━━ Extracted text ━━

Thanks for the post. You've confirmed what I was afraid of. Its a little annoying that the towing specifications mean so little. I thought I'd have plenty of margin if I bought a 21 RS, but now I'm afraid to buy one. I would be using the trailer much as you do, and as a rule the mountain passes here are at lower elevations, but there are probably just as many or more to get somewhere, and I don't want to feel like there are places I need to avoid when traveling. Thanks again.


----------



## BigBadBrain (Aug 26, 2004)

rbaroni,
Before you give up I'd like to weigh in - I have an Expedition witht the same configuration as you with one exception - a 3.73 ratio. I pull a 23RS with it and I live in the NW (Kent) and I've been OK with the performance I get. I'm not expecting to win any races up hill but I've also not seen the Expedition work too hard even on some steep hills around our place.

I'm not going to tell you that you'll be thrilled by passing a lot of folks going uphill but I don't think you should necessarily walk away from the idea of the 21RS either.

━━━
━━ Material shown ━━

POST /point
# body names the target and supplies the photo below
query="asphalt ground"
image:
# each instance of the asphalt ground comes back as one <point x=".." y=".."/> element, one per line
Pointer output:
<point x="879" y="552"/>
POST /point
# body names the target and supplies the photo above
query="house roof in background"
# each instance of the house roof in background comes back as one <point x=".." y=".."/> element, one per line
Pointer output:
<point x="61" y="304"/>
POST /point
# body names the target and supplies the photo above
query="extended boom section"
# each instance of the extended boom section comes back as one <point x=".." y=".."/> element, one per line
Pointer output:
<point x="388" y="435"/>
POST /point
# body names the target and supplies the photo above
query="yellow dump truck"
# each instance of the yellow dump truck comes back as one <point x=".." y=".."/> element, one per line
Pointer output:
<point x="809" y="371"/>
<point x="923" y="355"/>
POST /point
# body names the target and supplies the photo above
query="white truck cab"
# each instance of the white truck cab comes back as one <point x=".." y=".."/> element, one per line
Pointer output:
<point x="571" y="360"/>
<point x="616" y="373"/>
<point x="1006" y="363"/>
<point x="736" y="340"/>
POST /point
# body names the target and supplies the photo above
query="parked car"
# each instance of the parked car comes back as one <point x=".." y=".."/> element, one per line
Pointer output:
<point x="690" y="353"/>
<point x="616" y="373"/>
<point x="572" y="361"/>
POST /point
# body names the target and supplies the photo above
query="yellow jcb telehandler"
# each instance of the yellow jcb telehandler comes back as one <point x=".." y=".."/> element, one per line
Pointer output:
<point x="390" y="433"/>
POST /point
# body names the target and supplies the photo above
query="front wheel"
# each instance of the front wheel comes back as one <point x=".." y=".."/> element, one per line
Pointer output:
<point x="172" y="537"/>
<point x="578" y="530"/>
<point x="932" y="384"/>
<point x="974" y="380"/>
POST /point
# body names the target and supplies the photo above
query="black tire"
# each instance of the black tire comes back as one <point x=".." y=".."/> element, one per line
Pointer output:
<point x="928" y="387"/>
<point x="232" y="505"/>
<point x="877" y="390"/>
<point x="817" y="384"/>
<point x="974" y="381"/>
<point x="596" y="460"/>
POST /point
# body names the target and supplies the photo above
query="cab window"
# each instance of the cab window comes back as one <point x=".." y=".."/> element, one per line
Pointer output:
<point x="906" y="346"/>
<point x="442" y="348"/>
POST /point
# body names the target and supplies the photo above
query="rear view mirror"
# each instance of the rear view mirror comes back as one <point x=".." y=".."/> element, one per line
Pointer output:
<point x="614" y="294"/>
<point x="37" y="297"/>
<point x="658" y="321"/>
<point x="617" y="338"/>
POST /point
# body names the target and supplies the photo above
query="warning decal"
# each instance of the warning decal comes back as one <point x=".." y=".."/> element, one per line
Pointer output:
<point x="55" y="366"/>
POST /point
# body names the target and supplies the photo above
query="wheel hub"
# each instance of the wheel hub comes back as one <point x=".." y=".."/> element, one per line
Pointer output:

━━━

Instructions >>
**1.** In the towing thread, what axle ratio does BigBadBrain's Expedition have?
**2.** Reproduce the towing thread between "Thanks for the" and "traveling. Thanks again.", inclusive.

Responses to the exercise >>
**1.** A 3.73 ratio.

**2.**
Thanks for the post. You've confirmed what I was afraid of. Its a little annoying that the towing specifications mean so little. I thought I'd have plenty of margin if I bought a 21 RS, but now I'm afraid to buy one. I would be using the trailer much as you do, and as a rule the mountain passes here are at lower elevations, but there are probably just as many or more to get somewhere, and I don't want to feel like there are places I need to avoid when traveling. Thanks again.